Materiale di lavoro:

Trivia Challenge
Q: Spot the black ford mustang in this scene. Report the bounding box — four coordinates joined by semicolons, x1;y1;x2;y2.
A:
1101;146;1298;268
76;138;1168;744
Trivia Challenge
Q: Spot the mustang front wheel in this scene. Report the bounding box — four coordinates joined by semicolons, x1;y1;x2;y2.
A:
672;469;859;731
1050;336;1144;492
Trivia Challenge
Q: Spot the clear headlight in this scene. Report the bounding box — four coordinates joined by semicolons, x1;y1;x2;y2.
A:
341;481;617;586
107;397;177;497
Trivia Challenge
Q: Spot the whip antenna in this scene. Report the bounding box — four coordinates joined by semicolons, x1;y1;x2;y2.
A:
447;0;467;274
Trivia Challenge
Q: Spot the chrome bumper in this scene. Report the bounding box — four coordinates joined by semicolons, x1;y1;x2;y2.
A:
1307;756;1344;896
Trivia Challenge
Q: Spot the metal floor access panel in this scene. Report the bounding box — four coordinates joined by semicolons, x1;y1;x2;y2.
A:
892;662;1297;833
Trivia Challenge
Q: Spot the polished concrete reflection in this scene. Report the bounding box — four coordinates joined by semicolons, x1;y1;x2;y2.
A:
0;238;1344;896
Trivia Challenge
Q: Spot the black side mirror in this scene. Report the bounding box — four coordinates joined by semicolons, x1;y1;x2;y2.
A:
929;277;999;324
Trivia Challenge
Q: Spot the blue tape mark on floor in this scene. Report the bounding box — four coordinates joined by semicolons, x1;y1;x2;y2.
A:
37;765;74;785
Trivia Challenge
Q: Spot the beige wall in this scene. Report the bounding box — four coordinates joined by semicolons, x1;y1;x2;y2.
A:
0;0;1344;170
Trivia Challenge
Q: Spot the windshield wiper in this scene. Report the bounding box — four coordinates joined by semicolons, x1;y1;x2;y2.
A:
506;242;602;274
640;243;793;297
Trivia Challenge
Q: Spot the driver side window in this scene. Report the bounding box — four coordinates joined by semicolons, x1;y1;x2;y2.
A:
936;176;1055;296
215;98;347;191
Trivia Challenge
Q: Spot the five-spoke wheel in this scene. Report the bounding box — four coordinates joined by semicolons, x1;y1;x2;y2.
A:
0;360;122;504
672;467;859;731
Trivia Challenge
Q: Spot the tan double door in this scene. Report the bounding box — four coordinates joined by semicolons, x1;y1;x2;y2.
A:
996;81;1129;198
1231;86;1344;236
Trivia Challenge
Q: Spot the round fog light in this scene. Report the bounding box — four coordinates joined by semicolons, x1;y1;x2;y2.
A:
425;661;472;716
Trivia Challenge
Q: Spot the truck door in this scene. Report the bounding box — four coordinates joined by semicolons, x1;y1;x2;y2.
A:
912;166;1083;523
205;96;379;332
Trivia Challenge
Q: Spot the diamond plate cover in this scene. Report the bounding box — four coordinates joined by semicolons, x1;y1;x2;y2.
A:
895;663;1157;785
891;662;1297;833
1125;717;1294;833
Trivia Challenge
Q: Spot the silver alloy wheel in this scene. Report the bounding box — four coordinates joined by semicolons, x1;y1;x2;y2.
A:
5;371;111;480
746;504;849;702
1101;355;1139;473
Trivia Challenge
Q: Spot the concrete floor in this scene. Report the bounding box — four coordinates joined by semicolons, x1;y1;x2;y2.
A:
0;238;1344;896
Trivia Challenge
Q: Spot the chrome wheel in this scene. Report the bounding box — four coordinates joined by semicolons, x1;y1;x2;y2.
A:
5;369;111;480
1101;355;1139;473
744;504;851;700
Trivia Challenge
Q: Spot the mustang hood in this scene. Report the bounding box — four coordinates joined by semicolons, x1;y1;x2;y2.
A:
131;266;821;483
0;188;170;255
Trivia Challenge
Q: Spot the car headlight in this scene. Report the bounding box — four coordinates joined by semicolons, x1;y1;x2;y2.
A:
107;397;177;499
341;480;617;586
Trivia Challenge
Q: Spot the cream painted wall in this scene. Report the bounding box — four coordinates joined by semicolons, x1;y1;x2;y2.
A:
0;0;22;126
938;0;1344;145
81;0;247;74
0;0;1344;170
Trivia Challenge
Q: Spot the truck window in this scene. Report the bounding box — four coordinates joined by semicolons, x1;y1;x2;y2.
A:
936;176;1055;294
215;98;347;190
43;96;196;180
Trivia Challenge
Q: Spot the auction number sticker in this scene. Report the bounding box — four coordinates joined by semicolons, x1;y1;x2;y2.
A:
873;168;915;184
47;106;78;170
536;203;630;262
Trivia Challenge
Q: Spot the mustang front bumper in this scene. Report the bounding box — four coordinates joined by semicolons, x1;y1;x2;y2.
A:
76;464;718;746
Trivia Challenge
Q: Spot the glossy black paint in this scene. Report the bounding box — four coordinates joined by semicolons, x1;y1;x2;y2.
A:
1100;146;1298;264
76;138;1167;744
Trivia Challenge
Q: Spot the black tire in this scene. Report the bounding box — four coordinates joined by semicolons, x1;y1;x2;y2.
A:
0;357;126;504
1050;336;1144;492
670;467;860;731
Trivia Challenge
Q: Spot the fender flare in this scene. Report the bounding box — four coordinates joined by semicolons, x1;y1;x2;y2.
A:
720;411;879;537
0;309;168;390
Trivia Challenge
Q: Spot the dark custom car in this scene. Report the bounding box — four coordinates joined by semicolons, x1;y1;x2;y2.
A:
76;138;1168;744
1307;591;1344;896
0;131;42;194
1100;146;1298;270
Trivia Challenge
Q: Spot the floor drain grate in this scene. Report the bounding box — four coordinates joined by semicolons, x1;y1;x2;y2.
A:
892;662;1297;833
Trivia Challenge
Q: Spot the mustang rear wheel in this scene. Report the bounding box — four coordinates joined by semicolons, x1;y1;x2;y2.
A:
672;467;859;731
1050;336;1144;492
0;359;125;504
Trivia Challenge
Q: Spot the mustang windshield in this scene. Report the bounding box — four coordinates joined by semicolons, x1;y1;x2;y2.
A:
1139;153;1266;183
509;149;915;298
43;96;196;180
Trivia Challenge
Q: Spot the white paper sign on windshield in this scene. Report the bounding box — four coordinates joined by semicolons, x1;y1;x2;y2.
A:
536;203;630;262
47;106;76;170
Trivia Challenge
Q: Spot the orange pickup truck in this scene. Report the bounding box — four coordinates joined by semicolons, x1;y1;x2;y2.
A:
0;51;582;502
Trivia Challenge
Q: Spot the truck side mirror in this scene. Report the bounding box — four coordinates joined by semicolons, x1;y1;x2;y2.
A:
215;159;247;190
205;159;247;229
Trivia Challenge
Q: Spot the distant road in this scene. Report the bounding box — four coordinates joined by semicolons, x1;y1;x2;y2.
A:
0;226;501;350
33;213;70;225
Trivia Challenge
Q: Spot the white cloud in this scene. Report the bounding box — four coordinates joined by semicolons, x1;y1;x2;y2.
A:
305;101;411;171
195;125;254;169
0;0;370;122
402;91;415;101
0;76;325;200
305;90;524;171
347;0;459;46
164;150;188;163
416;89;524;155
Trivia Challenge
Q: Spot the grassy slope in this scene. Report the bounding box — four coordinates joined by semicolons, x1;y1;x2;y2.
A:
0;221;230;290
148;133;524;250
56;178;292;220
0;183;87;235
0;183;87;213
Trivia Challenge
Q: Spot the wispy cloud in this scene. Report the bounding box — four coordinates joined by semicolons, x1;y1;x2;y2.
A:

Breve esercizio:
Individua ogni riga qui sopra in cui compare la parola "floor" e trascrivila. Tieni conto della distinzione tra maiuscole e minuscole.

Risposta completa:
Q: Spot the metal floor access panel in this scene. Report the bounding box — four coordinates joined by semicolons, x1;y1;x2;y2.
Q: Spot the blue tape mark on floor in this scene. Report the bounding box — four coordinates joined by semicolons, x1;y1;x2;y2.
Q: Spot the concrete floor in this scene. Report the bounding box — four coordinates joined by semicolons, x1;y1;x2;y2.
Q: Spot the floor drain grate in this scene. Report the bounding box — four coordinates joined by semicolons, x1;y1;x2;y2.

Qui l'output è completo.